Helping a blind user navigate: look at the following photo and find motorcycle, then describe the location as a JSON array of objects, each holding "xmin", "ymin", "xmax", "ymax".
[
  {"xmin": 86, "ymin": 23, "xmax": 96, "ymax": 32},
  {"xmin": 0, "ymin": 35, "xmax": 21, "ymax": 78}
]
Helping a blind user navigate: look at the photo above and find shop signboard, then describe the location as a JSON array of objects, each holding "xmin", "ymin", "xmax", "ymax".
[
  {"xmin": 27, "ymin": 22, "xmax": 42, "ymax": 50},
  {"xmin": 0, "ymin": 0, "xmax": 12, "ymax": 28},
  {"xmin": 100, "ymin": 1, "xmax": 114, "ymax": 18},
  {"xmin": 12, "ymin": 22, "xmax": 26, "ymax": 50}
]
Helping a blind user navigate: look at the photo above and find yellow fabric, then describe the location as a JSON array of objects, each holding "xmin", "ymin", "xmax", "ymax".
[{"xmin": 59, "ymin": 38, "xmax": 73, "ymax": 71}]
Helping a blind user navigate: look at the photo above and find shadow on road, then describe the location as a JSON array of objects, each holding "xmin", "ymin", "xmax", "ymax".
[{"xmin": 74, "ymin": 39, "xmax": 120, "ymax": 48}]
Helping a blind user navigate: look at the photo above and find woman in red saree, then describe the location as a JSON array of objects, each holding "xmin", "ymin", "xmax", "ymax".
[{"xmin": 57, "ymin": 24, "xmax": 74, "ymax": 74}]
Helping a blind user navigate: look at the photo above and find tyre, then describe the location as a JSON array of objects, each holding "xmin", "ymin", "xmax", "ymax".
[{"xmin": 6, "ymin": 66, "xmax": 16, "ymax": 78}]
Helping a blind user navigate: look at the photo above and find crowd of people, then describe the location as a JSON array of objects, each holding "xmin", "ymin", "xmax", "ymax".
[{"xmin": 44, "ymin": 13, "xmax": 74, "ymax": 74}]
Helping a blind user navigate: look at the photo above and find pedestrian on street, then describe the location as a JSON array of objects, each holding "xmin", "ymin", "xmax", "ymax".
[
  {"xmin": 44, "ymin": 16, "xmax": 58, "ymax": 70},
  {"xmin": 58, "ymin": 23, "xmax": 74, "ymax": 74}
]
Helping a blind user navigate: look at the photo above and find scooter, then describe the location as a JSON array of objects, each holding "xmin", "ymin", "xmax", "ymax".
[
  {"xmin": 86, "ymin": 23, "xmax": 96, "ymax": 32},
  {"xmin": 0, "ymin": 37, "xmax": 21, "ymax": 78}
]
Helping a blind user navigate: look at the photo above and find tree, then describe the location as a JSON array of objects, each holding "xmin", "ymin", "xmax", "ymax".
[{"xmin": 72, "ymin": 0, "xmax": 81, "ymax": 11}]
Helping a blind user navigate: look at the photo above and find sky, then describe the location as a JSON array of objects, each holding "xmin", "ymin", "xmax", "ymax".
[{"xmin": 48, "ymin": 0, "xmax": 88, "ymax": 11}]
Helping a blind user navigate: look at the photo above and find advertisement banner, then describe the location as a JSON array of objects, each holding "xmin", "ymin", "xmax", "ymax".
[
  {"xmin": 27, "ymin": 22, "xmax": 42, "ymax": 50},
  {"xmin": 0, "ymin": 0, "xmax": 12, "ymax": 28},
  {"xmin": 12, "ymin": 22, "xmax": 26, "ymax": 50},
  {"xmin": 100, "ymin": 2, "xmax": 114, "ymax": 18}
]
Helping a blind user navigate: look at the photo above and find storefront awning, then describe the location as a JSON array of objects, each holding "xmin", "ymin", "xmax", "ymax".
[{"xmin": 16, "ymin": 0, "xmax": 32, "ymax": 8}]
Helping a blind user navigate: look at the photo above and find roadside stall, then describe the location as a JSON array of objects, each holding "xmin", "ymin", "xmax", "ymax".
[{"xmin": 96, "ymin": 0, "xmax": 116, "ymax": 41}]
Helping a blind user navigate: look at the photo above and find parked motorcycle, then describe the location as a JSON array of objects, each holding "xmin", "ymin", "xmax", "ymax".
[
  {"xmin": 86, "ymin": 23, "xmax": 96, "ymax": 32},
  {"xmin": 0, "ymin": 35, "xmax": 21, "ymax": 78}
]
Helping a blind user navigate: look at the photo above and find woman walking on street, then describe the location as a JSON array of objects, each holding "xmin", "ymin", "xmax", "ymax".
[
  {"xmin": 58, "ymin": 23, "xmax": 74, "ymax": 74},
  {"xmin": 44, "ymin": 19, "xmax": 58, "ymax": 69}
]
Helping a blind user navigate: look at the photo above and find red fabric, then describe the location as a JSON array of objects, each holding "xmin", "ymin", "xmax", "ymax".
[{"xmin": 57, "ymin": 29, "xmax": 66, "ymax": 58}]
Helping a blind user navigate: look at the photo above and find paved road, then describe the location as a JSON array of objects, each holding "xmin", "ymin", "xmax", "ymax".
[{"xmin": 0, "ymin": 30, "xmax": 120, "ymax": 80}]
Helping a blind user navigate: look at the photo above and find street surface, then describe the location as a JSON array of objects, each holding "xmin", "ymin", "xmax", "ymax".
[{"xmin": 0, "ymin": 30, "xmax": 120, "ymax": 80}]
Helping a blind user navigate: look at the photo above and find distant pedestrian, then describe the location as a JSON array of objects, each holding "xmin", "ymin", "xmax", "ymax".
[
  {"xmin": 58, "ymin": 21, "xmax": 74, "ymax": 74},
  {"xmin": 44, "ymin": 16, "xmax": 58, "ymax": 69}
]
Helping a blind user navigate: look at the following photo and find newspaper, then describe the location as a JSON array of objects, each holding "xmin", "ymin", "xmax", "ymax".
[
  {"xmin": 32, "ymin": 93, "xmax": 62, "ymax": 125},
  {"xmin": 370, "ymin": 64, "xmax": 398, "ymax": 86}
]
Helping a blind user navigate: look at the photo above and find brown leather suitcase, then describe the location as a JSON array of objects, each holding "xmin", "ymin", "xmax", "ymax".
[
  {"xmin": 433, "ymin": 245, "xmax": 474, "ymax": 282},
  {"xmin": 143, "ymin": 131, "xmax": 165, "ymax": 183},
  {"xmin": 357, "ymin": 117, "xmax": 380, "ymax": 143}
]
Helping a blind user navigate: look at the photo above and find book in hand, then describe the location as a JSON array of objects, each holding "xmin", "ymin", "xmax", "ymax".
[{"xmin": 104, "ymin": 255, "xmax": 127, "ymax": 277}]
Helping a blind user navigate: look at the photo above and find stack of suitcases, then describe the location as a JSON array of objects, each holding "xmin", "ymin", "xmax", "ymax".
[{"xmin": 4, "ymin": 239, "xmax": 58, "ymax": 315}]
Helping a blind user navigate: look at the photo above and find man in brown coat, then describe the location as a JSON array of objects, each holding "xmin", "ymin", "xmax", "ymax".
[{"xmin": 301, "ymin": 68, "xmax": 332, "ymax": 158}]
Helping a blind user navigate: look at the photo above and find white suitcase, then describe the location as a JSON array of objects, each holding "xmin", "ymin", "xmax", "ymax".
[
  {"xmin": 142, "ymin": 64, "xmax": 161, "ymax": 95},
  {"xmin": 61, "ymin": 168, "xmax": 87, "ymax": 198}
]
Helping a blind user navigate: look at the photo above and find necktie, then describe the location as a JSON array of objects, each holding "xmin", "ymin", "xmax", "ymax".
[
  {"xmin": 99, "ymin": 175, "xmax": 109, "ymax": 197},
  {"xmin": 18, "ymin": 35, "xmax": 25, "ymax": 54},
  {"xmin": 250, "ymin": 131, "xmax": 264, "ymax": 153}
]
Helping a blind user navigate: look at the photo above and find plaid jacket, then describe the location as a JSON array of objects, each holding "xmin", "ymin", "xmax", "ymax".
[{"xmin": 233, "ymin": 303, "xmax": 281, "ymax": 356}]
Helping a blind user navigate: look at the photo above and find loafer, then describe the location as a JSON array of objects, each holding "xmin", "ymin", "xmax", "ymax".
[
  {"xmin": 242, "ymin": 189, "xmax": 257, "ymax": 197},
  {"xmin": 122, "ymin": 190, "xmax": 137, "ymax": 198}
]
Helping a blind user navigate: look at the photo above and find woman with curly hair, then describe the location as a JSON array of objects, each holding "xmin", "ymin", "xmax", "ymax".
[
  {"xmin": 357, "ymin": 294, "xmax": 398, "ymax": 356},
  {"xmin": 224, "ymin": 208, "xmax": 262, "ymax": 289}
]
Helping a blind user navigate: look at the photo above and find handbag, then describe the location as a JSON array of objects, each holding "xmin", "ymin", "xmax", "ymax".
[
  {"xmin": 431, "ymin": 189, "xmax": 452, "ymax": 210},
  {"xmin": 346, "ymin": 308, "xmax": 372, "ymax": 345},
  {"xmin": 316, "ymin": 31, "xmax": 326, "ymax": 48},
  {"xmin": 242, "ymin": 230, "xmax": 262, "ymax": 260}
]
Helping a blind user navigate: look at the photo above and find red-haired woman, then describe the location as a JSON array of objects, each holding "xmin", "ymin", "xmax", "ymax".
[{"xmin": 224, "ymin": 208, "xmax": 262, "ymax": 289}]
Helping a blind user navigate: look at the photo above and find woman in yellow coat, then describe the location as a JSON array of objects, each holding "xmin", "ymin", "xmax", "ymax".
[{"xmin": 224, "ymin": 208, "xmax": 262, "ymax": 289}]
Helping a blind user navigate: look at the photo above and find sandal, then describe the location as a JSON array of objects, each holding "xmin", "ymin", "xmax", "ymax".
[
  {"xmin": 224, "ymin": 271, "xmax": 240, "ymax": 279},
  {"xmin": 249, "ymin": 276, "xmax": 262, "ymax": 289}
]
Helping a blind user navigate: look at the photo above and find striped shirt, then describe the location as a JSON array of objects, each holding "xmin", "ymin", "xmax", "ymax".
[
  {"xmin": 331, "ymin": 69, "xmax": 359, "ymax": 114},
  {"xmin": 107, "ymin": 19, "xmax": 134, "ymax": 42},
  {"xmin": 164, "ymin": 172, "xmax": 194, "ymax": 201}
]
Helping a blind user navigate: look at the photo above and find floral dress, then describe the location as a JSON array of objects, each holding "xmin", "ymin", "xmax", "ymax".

● **GIVEN INSTRUCTION**
From the line containing "and find striped" to the last line of the material, please quote every line exactly and only those.

● **RESPONSE TO THIS EXERCISE**
Helping a blind user navigate: look at the photo above and find striped shirt, then describe the location as a JSON array of objects, each holding "xmin", "ymin", "xmax", "ymax".
[
  {"xmin": 331, "ymin": 69, "xmax": 359, "ymax": 114},
  {"xmin": 107, "ymin": 19, "xmax": 134, "ymax": 42},
  {"xmin": 164, "ymin": 172, "xmax": 194, "ymax": 201}
]
Helping a blind user navigate: look at the photo above and find floral dress, then describe the location as a JSON array of objects, each holding "xmin", "ymin", "xmax", "ymax".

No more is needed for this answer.